(Beginning of Supplied data)
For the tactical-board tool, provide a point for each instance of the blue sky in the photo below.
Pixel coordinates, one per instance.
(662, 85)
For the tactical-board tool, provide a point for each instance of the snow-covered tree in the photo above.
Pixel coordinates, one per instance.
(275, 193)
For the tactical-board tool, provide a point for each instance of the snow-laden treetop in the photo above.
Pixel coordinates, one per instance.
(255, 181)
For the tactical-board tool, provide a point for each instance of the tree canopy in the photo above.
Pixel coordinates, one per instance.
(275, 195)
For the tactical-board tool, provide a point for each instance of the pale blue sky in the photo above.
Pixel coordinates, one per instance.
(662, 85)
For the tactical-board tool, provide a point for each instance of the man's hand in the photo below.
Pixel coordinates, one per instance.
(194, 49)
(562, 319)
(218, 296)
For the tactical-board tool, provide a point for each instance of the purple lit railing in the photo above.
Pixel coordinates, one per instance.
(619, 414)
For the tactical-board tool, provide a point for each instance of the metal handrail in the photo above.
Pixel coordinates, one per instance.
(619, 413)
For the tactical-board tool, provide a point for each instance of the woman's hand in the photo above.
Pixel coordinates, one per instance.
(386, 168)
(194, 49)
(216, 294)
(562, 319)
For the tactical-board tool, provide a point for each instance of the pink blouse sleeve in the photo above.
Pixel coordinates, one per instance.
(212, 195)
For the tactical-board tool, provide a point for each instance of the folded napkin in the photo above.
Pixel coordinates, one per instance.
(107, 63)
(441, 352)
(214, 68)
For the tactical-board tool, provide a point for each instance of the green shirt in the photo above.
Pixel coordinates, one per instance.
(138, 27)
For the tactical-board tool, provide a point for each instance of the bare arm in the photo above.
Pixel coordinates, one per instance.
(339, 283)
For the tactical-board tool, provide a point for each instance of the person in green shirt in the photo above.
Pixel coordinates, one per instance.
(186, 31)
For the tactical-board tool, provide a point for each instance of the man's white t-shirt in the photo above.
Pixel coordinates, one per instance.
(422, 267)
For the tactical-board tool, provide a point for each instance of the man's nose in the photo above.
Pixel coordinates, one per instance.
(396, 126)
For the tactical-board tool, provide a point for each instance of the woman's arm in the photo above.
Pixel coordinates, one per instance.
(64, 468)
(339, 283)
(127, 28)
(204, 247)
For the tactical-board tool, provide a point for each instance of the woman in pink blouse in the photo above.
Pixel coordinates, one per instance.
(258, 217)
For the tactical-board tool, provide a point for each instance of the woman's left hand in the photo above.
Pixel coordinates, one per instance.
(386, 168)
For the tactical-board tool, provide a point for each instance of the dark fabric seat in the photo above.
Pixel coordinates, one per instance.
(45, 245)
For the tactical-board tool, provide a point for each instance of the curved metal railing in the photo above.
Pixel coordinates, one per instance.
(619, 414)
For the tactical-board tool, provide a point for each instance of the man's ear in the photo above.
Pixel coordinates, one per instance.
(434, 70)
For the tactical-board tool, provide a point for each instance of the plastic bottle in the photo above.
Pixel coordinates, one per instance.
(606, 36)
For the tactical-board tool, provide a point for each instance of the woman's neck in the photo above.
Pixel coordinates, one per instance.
(End of Supplied data)
** Task brief **
The lines above that hold the string "snow" are to be located and copied.

** Result of this exercise **
For the tactical-board tool, provide a point for each instance of the snow-covered tree in the photo above.
For the tactical-board tool, provide a point for each instance of the snow-laden treetop in the photo above.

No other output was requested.